* À faire
• A. Dans le texte sur Dan Swinimer, relève toutes les personnes désignées par leur nom.
• B. Reprends le texte sur Dan Swinimer juste après sa dernière phrase et poursuis-le.

* Extrait
Pour Dan Swinimer, la clé d’une collaboration musicale réussie est le respect mutuel. « Il faut respecter tout le monde, d’abord et avant tout », dit-il. « À moins qu’on vous donne une raison d’agir autrement, cela tombe sous le sens, non?? De plus, le pouvoir que vous accordez aux jeunes artistes, auteurs ou producteurs lorsque vous leur donnez confiance en eux et les inspirez à persévérer est incommensurable. »

L’auteur-compositeur, producteur et propriétaire de Manicdown Productions établi à Victoria, en Colombie-Britannique possède une vaste expérience prouvant le bien-fondé de son approche, ayant écrit, produit et tourné avec plusieurs groupes dont les lauréats du concours Vancouver Seeds — présenté par la station 99,3 The Fox — Superbeing et Beyond the Fall, ainsi que Todd Kerns avant de joindre les rangs de Jet Black Stare (JBS), en 2007.

« Nous avons été mis sous contrat chez Island/Def Jam et tout semblait aller pour le mieux. Notre premier simple s’est rendu sur le Top 30 aux États-Unis. Puis la récession est arrivée et tout s’est arrêté pratiquement du jour au lendemain. On faisait la première partie des plus grands groupes au monde, et le lendemain tout était fini. »

La pilule a été dure à avaler, mais en cours de route, Swinimer a croisé la route de gens qui ont cru en lui et l’ont respecté, ce qui lui a redonné confiance. « C’est pour cette raison que je suis passé de créateur médiocre à créateur à succès », croit-il. « Respecter les gens est la bonne chose à faire à tous les niveaux et — sivous l’analysez sous cet angle —, c’est bon pour les affaires, car ça inspire les gens à donner le meilleur d’eux. »

« Jamais je ne travaillerai avec des gens avec qui je n’ai pas envie de travailler, peu importe leur talent ou leur succès. »

Miner le moral d’une personne sans relâche en décourage plus d’un à abandonner leur carrière artistique. C’est ce qui lui est presque arrivé. « Je suis rentré de la dernière tournée de JBS totalement déconfit. C’était une tournée digne de Spinal Tap. » La tournée de JBS avait de nombreuses dates canadiennes, mais JBS n’y attirait pas les foules. « Les promoteurs nous criaient dessus et nous disaient que nous étions surpayés », raconte-t-il. « Ce fut une expérience humiliante. »

Après cette désastreuse tournée, Swinimer a décidé de quitter le show-business. Peu de temps après, toutefois, il a composé une chanson intitulée « Welcome to the World » pour sa fille de quatre ans. C’était la première fois depuis belle lurette qu’il créait par pur plaisir. Il l’a fait parvenir à ses parents qui eux l’ont fait parvenir à la cousine de Dan, Stephanie Beaumont, une chanteuse country bien établie qui a sont tour l’a fait parvenir à Ron Kitchener, le directeur de RGK Entertainment et d’Open Road Recordings.

* Extraits de données
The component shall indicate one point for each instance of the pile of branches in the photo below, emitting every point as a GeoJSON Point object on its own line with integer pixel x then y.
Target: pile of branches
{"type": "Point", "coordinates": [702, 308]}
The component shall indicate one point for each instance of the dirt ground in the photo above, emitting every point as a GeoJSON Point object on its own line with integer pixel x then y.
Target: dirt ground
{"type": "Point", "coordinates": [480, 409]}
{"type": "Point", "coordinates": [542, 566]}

* Réponses par tâche
• A. Dan Swinimer, Todd Kerns, Stephanie Beaumont, Ron Kitchener

• B.
Et c’est ainsi que tout a changé. Sur la foi de quelques autres chansons qu’il a fait parvenir à Kitchener, une série de séances de création ont été organisées à Nashville. Alors qu’il séjournait là-bas dans la Maison SOCAN, il a fait la connaissance est est devenu ami avec l’auteur-compositeur professionnel Tim Hicks, un artiste avec qui il a fréquemment collaboré depuis.

« J’étais vraiment excité à l’idée de ne plus laisser la musique me prendre en otage », raconte-t-il. « Ça m’a libéré d’une grande quantité de stress, et je me suis retrouvé devant cette opportunité et j’ai décidé de tenter ma chance, mais à une seule condition non négociable : Jamais je ne travaillerai avec des gens avec qui je n’ai pas envie de travailler, peu importe leur talent ou leur succès. » Il applique depuis une seule règle, sans exception : « Aimez ce que vous faites et ceux avec qui vous le faites. »

Prenez l’exemple du premier contrat offert par Manicdown Productions, en 2011 : il s’agissait d’un contrat de développement avec Madeline Merlo, une jeune artiste de 17 ans qu’il a réussi à mettre sous contrat chez Open Road en plus d’une entente d’édition chez Rogue 11 Publishing de Nashville. Les deux premiers simples de Merlo, « Sinking Like a Stone » et « Alive » ont été produits et coécrits par Swinimer et sont devenus des succès radio au Canada, méritant même à Swinimer et Merlo un prix aux Canadian Country Music Awards et de nombreuses nominations au British Columbia Country Music Awards.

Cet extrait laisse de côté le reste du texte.